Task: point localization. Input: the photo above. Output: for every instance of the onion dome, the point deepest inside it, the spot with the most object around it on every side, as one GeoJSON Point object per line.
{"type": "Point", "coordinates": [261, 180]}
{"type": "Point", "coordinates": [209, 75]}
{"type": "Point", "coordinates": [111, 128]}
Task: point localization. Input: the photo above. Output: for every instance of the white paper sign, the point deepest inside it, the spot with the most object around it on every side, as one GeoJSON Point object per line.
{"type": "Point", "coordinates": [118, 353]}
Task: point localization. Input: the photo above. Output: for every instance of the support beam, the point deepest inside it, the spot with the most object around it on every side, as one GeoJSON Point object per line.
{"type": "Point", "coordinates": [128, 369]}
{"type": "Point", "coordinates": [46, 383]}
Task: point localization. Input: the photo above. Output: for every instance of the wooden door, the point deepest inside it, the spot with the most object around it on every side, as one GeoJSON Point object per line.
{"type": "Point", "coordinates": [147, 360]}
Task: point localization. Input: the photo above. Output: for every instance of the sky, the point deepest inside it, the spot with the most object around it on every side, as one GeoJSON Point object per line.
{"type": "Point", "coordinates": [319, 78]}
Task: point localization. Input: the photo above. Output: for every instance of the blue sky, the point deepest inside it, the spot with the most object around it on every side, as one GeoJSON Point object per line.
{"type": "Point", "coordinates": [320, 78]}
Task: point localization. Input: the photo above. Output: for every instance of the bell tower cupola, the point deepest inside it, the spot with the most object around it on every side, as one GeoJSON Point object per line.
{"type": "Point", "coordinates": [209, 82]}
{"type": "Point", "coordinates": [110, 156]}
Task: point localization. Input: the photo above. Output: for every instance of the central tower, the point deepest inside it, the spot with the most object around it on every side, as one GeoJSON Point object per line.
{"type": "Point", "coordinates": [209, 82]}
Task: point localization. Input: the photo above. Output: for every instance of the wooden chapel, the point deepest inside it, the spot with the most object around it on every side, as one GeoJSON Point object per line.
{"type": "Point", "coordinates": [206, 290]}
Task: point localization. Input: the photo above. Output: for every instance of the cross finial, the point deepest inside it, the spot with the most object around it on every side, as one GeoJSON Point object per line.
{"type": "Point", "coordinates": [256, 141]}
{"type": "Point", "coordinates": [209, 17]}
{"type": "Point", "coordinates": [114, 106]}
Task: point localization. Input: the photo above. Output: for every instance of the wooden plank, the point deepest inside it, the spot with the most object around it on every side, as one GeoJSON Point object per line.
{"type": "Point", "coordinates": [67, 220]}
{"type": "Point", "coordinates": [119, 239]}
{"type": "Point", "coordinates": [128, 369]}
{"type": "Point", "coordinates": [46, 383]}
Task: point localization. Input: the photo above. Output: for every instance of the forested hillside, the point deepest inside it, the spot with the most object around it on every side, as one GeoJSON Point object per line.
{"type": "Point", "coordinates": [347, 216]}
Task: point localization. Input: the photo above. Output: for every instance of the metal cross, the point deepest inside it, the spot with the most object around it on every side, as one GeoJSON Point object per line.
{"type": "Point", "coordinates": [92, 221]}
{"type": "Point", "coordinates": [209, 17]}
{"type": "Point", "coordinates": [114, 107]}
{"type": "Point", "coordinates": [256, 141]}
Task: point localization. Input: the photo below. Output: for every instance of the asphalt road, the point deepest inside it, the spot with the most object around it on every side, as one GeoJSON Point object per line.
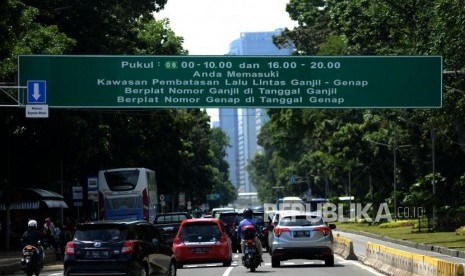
{"type": "Point", "coordinates": [295, 267]}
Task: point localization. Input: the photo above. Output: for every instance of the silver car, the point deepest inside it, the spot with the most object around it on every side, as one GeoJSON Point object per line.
{"type": "Point", "coordinates": [302, 236]}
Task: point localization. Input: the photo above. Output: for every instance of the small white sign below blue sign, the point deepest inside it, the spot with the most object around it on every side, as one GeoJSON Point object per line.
{"type": "Point", "coordinates": [36, 92]}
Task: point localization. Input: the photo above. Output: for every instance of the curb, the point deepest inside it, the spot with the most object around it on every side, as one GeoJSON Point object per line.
{"type": "Point", "coordinates": [344, 247]}
{"type": "Point", "coordinates": [9, 269]}
{"type": "Point", "coordinates": [421, 246]}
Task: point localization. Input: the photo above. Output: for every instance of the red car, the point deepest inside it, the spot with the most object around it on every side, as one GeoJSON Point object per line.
{"type": "Point", "coordinates": [202, 241]}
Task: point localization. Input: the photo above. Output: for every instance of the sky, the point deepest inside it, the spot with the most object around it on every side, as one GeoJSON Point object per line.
{"type": "Point", "coordinates": [209, 26]}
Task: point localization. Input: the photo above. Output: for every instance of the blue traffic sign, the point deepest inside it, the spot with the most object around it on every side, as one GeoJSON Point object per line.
{"type": "Point", "coordinates": [36, 92]}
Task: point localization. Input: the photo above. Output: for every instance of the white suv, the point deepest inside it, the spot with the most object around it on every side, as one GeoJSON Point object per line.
{"type": "Point", "coordinates": [302, 236]}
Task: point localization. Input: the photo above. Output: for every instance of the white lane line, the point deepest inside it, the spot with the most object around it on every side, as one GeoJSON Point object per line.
{"type": "Point", "coordinates": [228, 270]}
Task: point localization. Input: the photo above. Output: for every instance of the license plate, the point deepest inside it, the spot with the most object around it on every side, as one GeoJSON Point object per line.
{"type": "Point", "coordinates": [301, 234]}
{"type": "Point", "coordinates": [97, 254]}
{"type": "Point", "coordinates": [200, 250]}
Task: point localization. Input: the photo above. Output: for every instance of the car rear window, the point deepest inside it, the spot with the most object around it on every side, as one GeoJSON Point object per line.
{"type": "Point", "coordinates": [200, 232]}
{"type": "Point", "coordinates": [228, 218]}
{"type": "Point", "coordinates": [100, 233]}
{"type": "Point", "coordinates": [301, 220]}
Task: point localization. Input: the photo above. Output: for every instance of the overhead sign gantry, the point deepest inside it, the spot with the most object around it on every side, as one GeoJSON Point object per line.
{"type": "Point", "coordinates": [236, 81]}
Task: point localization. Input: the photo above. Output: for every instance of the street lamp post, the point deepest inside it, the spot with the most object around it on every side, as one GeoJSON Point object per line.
{"type": "Point", "coordinates": [394, 154]}
{"type": "Point", "coordinates": [433, 160]}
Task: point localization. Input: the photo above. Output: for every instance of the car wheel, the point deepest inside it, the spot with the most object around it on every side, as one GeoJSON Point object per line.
{"type": "Point", "coordinates": [329, 261]}
{"type": "Point", "coordinates": [144, 271]}
{"type": "Point", "coordinates": [172, 269]}
{"type": "Point", "coordinates": [275, 262]}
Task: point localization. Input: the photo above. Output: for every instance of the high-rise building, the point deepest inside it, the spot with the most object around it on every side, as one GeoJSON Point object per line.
{"type": "Point", "coordinates": [243, 125]}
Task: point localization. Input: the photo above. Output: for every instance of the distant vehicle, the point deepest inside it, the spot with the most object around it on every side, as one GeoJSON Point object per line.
{"type": "Point", "coordinates": [316, 203]}
{"type": "Point", "coordinates": [290, 202]}
{"type": "Point", "coordinates": [302, 236]}
{"type": "Point", "coordinates": [216, 211]}
{"type": "Point", "coordinates": [127, 193]}
{"type": "Point", "coordinates": [168, 224]}
{"type": "Point", "coordinates": [118, 248]}
{"type": "Point", "coordinates": [202, 240]}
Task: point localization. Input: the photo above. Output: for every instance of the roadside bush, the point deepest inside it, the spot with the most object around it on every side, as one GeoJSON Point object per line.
{"type": "Point", "coordinates": [396, 224]}
{"type": "Point", "coordinates": [449, 219]}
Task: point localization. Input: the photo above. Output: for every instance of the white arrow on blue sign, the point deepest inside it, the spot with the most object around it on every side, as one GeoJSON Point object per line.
{"type": "Point", "coordinates": [36, 92]}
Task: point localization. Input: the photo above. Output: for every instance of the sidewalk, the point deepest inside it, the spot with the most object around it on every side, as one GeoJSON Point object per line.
{"type": "Point", "coordinates": [10, 260]}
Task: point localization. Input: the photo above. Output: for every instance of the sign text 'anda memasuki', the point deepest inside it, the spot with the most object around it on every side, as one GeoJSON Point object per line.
{"type": "Point", "coordinates": [237, 81]}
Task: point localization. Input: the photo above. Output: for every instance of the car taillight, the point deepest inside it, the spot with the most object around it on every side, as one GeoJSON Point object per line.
{"type": "Point", "coordinates": [324, 229]}
{"type": "Point", "coordinates": [265, 231]}
{"type": "Point", "coordinates": [69, 249]}
{"type": "Point", "coordinates": [177, 240]}
{"type": "Point", "coordinates": [223, 238]}
{"type": "Point", "coordinates": [128, 247]}
{"type": "Point", "coordinates": [279, 230]}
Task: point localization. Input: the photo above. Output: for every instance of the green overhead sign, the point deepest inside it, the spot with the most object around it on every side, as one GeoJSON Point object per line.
{"type": "Point", "coordinates": [236, 81]}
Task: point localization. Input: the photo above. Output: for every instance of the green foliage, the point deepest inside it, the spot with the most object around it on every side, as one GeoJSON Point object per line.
{"type": "Point", "coordinates": [396, 224]}
{"type": "Point", "coordinates": [460, 231]}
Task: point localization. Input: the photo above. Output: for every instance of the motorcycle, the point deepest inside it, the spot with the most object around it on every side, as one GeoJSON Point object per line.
{"type": "Point", "coordinates": [251, 258]}
{"type": "Point", "coordinates": [32, 261]}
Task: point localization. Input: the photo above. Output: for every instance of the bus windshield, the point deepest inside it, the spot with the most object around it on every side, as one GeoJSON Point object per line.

### Work required
From the "the green overhead" line to the close of the listing, restate each line word for word.

### Task solution
Task: point localization. Input: the photo above. Output: for every instance of the green overhead sign, the point deepest inside it, the spot with the most object around it on every side, as one GeoJSON Point object per line.
{"type": "Point", "coordinates": [236, 81]}
Task: point localization. Input: the photo above. Output: for every instance of the green foliage, the point deepest inside it, the spot with the most object around it on every side, as one GeoJSON Point object per line.
{"type": "Point", "coordinates": [396, 224]}
{"type": "Point", "coordinates": [460, 231]}
Task: point localization. Input: the photo above. Output: for every instance of the motorcycle, the point deepest inside it, the spot with the most object around it on every side, as one GeoJSON Point object per line.
{"type": "Point", "coordinates": [251, 258]}
{"type": "Point", "coordinates": [32, 261]}
Task: point localization. Input: the photo above. Output: for every instance of the bus windshield, the point deepest inside it, the spot with the most object around it on every side, as one GeoJSON Point object per line.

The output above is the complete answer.